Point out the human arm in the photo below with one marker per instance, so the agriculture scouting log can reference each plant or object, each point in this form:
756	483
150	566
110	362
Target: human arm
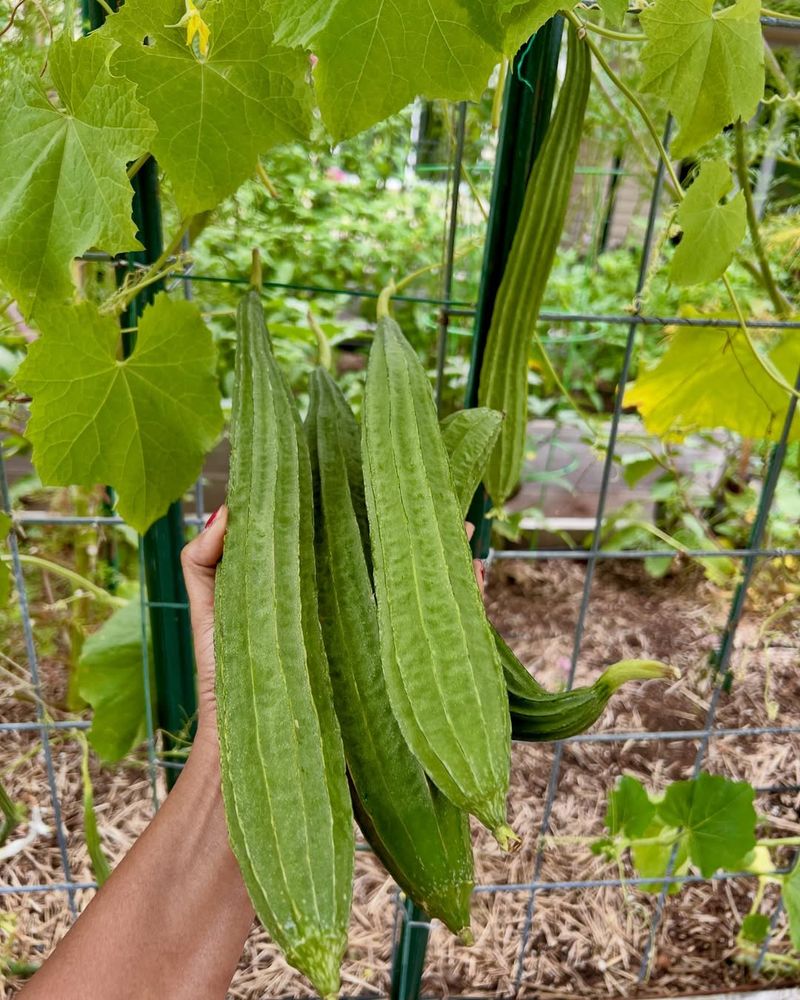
173	918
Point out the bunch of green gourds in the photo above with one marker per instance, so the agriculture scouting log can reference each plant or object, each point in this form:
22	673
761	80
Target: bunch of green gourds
357	672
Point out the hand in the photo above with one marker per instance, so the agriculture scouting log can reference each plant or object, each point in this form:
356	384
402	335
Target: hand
199	560
480	571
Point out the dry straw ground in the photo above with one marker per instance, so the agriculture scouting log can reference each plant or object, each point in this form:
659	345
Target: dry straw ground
584	943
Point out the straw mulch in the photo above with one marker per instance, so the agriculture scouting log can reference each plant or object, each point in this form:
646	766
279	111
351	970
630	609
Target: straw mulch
582	943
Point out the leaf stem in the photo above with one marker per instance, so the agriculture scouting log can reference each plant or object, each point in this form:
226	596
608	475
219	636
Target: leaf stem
158	270
388	293
580	26
766	366
618	36
73	577
778	300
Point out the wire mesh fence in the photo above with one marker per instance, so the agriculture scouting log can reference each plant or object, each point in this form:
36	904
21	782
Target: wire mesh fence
410	931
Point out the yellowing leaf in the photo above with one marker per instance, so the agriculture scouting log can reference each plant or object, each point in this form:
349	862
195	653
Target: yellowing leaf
708	378
711	231
142	425
63	156
707	65
214	115
196	27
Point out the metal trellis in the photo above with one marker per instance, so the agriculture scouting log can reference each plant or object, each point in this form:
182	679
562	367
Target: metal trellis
529	95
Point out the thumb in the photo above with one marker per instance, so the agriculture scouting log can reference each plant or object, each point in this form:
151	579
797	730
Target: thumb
199	560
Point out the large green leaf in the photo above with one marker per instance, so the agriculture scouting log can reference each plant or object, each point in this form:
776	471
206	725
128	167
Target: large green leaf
614	10
142	425
521	20
110	677
375	57
707	65
711	231
63	155
717	818
298	21
708	378
215	115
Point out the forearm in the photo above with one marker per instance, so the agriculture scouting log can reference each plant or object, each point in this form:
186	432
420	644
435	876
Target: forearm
172	919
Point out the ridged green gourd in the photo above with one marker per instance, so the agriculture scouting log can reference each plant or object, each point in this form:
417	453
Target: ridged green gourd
442	669
420	836
284	783
537	715
504	374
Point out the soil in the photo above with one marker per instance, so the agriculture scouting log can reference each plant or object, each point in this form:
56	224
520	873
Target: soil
582	942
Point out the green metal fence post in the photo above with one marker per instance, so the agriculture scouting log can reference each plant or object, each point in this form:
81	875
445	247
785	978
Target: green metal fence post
526	114
173	657
409	956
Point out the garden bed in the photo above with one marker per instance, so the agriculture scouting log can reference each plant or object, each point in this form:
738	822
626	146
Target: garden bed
584	943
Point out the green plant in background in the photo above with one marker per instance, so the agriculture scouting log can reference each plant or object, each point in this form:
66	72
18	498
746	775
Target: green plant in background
703	825
637	75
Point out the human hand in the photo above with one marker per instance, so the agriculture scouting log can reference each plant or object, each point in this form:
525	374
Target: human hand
480	571
199	560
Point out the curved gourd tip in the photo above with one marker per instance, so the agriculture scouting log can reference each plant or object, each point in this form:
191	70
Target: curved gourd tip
638	670
509	841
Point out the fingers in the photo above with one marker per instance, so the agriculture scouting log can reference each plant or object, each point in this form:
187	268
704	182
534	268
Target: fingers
480	574
477	564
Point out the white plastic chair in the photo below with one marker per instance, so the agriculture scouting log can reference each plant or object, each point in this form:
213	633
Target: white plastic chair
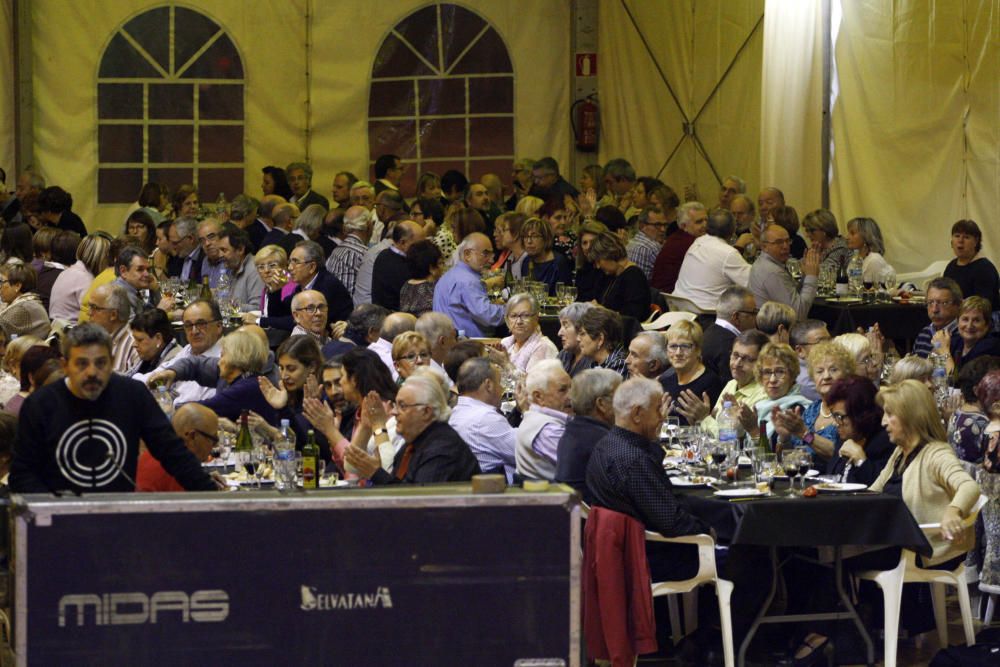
918	278
907	571
666	320
707	574
683	304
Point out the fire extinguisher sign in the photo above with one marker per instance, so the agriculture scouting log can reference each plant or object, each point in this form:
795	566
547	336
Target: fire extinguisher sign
586	64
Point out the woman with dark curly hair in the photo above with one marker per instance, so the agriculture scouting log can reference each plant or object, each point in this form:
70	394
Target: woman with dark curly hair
864	447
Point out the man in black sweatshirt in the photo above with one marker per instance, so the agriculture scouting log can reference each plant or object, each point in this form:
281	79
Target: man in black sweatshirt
82	434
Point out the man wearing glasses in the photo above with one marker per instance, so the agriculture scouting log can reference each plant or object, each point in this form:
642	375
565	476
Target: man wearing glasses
645	245
770	279
197	426
460	293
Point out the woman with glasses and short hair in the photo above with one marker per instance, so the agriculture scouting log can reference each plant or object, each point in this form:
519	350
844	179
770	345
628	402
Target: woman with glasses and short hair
688	372
526	345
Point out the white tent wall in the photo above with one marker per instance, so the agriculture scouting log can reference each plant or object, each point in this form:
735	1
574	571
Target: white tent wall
915	125
7	87
693	43
271	37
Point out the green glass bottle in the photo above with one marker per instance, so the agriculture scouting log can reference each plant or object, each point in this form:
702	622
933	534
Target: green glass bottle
310	461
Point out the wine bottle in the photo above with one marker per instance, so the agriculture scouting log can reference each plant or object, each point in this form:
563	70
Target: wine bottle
310	461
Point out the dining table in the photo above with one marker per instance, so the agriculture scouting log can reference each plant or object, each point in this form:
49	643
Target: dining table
857	519
898	320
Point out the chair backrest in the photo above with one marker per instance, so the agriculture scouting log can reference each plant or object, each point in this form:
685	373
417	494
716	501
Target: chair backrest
683	304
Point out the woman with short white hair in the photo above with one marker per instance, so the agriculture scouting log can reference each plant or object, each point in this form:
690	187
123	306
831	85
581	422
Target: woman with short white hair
526	345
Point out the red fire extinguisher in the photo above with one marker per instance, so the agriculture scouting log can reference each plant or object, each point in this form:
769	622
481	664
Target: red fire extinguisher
584	116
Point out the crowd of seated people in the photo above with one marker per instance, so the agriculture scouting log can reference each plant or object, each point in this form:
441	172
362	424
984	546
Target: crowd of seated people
392	327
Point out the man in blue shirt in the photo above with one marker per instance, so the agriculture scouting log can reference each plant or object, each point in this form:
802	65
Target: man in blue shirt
460	294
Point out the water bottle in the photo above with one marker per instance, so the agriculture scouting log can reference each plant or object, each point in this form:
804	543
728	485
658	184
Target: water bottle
165	401
939	376
855	276
284	458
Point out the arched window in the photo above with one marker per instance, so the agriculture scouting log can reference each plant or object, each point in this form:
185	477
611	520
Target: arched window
170	93
442	95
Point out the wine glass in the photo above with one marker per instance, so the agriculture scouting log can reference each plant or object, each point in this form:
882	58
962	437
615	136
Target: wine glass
790	464
805	464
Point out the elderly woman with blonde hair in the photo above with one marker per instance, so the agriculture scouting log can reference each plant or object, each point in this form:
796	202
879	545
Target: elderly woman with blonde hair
816	427
526	345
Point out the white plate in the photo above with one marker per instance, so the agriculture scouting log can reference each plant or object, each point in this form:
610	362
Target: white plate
685	480
812	473
840	487
738	493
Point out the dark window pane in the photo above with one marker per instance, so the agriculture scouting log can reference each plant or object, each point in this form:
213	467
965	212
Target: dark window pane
491	95
396	59
442	138
395	137
213	181
488	55
220	143
171	101
171	143
479	167
442	96
491	136
119	100
119	143
463	26
420	30
152	31
121	60
191	31
390	98
220	102
173	178
220	61
118	186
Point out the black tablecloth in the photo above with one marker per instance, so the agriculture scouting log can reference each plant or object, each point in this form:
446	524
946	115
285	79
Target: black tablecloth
827	520
896	320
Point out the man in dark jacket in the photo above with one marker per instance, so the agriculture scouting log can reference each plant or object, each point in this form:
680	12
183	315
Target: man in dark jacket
82	435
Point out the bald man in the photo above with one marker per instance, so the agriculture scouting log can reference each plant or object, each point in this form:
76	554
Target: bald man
198	427
391	270
460	293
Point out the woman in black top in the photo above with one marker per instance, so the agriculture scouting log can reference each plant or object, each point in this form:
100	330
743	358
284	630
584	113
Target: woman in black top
628	292
974	274
543	263
688	373
863	447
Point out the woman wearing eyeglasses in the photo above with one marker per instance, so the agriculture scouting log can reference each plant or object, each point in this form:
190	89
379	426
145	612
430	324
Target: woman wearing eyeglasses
864	447
688	373
526	345
815	427
776	370
410	351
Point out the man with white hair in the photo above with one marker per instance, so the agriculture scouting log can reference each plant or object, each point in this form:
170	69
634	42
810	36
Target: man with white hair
731	186
433	451
735	312
478	420
625	475
692	219
711	264
460	293
548	388
647	355
346	257
593	414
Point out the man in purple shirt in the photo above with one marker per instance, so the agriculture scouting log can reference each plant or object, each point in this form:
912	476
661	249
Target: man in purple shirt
548	386
460	294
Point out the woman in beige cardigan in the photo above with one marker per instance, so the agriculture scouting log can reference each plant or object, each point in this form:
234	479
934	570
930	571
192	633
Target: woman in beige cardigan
924	469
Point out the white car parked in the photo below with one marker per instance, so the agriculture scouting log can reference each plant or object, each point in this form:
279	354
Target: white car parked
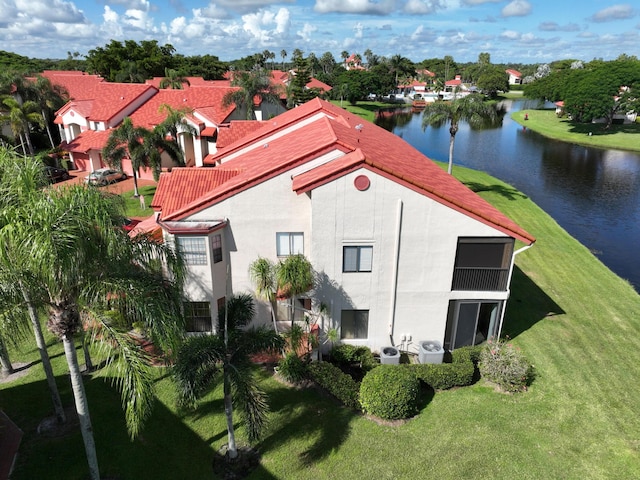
103	176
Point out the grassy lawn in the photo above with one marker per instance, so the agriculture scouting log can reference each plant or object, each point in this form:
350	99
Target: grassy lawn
133	207
367	110
546	122
575	320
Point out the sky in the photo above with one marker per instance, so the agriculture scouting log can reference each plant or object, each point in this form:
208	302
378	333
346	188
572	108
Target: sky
511	31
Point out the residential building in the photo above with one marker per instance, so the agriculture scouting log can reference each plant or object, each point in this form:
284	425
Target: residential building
403	251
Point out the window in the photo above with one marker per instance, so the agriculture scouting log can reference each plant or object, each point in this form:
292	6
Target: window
357	259
197	316
194	250
216	248
471	322
289	243
354	324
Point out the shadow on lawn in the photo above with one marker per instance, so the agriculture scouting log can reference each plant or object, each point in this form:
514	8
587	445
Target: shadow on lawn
505	191
527	305
310	416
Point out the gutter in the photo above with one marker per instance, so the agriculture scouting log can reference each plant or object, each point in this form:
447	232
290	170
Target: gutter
394	272
513	262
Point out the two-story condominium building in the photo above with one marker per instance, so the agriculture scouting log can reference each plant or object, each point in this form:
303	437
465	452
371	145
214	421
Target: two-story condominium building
403	251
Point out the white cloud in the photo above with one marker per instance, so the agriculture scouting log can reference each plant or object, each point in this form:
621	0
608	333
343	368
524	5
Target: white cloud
50	11
264	26
307	30
615	12
355	6
517	8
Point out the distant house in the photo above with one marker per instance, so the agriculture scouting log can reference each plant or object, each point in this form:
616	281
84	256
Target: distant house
403	251
96	107
515	77
353	62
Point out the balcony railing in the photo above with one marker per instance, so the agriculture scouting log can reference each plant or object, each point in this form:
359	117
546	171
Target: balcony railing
480	279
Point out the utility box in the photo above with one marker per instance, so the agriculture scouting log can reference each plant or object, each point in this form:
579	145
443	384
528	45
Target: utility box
431	351
389	355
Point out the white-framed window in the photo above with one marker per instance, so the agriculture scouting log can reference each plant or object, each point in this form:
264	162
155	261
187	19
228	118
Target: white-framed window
193	249
216	248
197	316
357	258
289	243
354	324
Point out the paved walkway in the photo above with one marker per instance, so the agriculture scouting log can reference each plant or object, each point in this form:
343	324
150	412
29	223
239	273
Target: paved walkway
78	176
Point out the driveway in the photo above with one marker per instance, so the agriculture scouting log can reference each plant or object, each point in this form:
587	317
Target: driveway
78	176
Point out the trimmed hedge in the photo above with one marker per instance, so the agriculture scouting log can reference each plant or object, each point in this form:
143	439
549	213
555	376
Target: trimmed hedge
292	368
344	355
390	392
459	373
336	382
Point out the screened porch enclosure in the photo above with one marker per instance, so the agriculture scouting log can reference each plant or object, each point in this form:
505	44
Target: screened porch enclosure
471	322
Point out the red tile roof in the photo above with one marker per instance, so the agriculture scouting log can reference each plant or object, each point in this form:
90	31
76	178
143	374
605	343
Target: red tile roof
236	130
316	128
191	183
78	85
87	140
204	100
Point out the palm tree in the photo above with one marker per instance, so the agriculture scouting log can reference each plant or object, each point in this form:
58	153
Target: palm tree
20	184
262	273
49	97
294	276
74	252
143	147
172	79
226	356
21	115
252	84
471	108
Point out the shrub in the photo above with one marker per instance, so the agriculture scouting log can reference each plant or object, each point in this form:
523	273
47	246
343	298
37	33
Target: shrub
463	354
390	392
442	376
336	382
504	364
292	368
344	355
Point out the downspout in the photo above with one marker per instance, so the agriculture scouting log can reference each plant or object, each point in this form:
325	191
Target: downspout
394	271
513	262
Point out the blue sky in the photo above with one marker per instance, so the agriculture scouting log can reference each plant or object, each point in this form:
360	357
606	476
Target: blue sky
512	31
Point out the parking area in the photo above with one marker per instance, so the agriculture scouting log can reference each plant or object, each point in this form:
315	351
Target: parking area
78	176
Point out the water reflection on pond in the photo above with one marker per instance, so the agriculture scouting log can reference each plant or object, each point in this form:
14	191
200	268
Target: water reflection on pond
594	194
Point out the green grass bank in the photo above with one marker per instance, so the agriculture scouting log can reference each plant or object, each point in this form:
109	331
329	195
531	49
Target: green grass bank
575	320
547	123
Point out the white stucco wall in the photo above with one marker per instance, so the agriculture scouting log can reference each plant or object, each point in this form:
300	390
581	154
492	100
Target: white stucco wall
343	215
338	214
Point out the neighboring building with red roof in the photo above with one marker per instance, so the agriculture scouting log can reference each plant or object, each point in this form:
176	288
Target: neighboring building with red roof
96	107
515	77
404	252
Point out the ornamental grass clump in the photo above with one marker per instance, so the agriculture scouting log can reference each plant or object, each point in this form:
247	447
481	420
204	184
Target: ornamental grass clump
503	364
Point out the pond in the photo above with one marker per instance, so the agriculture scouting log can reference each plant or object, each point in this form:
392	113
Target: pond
592	193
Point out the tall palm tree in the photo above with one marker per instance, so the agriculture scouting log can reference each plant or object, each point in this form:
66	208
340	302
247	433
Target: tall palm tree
73	250
225	356
262	274
20	184
20	117
172	79
143	147
471	108
294	276
252	84
49	97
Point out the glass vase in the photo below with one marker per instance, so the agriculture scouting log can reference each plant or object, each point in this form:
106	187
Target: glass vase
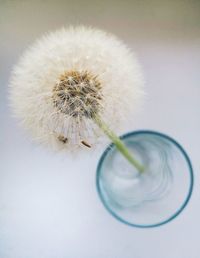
150	198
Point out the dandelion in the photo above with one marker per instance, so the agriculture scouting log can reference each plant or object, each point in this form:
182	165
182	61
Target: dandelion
75	85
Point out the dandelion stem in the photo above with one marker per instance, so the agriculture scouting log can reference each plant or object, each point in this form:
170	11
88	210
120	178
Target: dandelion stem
119	144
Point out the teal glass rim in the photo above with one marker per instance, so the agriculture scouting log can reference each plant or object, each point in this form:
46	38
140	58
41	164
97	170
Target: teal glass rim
191	174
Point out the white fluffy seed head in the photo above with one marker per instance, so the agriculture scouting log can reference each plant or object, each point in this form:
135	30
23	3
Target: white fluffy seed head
66	78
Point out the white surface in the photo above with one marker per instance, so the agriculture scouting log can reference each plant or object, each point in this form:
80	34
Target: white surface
49	206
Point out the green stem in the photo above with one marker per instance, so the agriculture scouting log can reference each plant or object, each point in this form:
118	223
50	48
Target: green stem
119	144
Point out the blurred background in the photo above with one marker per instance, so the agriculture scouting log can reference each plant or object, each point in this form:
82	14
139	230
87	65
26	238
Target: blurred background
49	207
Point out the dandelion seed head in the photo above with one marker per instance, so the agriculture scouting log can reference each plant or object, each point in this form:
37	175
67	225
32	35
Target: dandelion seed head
69	76
77	94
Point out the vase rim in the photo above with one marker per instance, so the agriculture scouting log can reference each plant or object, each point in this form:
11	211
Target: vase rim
190	168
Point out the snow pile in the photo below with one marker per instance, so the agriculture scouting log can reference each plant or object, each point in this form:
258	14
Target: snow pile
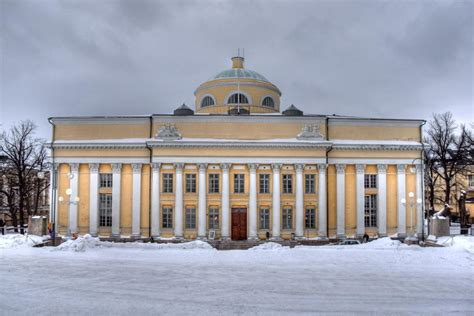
# # #
#### EXERCISE AIM
From the entries above, pull out every line that contains the word "jacket" and copy each one in full.

#### SOLUTION FOR THIS EXERCISE
Point out the man in dark jacket in the photo above with one marker per instance, so the agriculture scouting log can reference each plant or object, each point in this form:
Target: man in dark jacket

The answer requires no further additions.